BEGIN

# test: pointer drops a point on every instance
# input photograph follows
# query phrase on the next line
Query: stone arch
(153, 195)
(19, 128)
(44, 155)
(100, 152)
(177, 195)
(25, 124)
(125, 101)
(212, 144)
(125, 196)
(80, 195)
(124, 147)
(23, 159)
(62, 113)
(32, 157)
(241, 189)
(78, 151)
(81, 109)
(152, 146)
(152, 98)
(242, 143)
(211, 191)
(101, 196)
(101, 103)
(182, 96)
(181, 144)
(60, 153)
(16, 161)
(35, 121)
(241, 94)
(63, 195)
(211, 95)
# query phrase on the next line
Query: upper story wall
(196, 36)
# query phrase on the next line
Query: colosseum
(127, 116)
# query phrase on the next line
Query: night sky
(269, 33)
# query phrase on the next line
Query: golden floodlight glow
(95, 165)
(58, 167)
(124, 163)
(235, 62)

END

● **How to complete this task**: Each line from the one containing "Query: night sky" through the end of the entries, both included, is to be returned exactly, with no other lines.

● **Result of the exercise**:
Query: night sky
(269, 33)
# query phrase on the next line
Query: golden floodlight glow
(95, 165)
(58, 167)
(124, 163)
(235, 62)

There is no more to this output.